(WORK TO BE COMPLETED) How many lines in the rows below contain the word "cliff"? Give the number only.

** Start DATA SHOWN **

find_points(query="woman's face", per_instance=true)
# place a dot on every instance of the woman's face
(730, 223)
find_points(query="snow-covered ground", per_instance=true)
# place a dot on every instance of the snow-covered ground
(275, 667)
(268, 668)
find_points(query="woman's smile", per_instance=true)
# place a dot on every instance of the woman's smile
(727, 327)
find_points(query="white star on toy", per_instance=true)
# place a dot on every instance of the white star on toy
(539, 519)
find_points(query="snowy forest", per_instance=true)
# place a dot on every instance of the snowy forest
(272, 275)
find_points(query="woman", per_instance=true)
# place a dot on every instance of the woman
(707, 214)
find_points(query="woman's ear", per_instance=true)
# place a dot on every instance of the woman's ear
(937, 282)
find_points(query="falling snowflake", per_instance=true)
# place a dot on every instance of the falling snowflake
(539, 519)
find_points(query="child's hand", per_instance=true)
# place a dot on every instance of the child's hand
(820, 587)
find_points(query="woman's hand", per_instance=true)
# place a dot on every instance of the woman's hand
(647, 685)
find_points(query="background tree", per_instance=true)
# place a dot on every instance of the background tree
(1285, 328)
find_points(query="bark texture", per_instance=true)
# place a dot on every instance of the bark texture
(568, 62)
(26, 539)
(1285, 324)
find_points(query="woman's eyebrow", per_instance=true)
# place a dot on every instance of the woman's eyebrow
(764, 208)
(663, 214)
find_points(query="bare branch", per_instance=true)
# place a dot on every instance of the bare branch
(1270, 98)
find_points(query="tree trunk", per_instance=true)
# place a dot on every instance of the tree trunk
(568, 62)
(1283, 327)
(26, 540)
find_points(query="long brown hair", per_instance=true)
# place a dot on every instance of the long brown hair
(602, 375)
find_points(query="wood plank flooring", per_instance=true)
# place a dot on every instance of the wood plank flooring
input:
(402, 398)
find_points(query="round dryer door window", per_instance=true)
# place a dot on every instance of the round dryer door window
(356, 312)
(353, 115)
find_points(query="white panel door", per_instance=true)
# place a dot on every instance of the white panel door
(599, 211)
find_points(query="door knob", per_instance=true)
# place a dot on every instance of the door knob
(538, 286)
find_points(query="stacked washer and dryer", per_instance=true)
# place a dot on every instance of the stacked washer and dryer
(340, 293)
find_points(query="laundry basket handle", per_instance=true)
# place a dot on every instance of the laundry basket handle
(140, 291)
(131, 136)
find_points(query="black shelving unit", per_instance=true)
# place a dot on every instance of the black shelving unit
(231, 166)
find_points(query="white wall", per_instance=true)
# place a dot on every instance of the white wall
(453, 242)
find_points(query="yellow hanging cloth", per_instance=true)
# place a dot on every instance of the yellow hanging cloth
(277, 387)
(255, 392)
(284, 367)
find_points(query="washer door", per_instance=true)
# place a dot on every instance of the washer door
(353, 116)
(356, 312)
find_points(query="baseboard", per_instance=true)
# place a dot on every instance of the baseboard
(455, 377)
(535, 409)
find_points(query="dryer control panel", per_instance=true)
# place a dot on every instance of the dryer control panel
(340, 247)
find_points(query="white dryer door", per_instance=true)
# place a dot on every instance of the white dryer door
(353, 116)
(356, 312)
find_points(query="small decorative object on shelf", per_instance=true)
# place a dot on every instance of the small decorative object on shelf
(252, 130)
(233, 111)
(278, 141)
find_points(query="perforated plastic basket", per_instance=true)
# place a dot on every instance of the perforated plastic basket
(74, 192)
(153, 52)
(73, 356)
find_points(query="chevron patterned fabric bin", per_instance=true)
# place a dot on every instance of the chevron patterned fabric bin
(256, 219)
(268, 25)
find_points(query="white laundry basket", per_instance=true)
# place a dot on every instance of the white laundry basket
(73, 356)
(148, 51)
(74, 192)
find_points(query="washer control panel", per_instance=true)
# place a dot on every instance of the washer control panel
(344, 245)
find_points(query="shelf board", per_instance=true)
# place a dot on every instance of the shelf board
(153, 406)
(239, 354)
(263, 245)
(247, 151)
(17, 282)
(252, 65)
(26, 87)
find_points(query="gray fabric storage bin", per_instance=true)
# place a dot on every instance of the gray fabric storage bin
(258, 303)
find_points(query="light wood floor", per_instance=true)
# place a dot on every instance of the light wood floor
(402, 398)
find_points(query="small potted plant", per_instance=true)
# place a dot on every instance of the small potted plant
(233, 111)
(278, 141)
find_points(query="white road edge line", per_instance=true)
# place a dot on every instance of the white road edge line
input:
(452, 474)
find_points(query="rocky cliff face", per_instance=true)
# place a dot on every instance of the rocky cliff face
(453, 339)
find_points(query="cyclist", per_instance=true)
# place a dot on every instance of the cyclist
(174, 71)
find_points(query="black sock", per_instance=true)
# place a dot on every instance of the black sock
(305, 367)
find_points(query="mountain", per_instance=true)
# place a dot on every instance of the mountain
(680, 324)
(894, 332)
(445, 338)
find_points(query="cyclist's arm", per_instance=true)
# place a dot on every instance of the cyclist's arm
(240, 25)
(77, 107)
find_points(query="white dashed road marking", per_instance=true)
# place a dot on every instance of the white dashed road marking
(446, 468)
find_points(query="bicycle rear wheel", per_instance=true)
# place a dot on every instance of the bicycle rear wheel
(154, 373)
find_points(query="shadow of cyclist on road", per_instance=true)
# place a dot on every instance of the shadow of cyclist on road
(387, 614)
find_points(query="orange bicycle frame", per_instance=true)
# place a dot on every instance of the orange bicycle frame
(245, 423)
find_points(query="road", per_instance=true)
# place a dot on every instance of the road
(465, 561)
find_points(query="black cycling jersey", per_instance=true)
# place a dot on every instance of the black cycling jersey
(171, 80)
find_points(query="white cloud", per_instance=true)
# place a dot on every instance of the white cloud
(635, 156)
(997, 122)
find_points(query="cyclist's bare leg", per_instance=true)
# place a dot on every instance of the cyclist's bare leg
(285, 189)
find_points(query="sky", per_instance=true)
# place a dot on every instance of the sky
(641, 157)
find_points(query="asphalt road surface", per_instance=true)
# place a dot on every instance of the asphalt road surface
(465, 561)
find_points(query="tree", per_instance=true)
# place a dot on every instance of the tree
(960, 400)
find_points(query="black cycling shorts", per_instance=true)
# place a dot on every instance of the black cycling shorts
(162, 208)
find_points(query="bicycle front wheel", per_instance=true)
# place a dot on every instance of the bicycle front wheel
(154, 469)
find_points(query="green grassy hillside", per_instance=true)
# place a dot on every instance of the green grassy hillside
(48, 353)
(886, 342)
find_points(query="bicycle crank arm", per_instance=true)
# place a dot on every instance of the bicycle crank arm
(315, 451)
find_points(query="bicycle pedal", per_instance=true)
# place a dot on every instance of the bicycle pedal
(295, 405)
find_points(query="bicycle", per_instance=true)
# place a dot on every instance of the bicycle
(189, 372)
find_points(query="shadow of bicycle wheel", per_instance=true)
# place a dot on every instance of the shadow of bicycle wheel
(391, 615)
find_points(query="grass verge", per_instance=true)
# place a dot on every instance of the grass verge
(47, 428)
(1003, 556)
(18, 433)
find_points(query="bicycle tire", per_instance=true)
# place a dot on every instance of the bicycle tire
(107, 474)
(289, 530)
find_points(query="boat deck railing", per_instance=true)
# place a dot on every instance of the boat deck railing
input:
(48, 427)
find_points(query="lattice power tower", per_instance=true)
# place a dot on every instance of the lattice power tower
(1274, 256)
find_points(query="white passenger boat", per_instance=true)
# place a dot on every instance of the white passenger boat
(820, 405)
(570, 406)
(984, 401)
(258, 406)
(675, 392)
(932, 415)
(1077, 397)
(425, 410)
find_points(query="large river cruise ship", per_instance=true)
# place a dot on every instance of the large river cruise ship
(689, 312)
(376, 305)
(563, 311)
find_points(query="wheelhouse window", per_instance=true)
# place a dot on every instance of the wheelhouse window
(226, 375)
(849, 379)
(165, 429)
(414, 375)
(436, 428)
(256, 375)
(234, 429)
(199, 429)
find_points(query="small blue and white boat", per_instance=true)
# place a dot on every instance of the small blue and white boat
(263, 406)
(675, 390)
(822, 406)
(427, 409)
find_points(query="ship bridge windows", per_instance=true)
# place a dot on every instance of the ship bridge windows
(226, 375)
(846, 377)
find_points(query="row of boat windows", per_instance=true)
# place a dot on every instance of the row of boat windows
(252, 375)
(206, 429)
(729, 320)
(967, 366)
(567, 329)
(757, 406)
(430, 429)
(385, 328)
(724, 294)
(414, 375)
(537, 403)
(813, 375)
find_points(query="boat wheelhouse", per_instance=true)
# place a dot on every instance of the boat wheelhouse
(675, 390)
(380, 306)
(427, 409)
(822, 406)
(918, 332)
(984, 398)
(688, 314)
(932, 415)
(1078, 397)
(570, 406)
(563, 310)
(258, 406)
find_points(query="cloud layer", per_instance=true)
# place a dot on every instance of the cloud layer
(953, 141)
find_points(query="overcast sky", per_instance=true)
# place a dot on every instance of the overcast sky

** End DATA SHOWN **

(SOLUTION FOR THIS EXERCISE) 2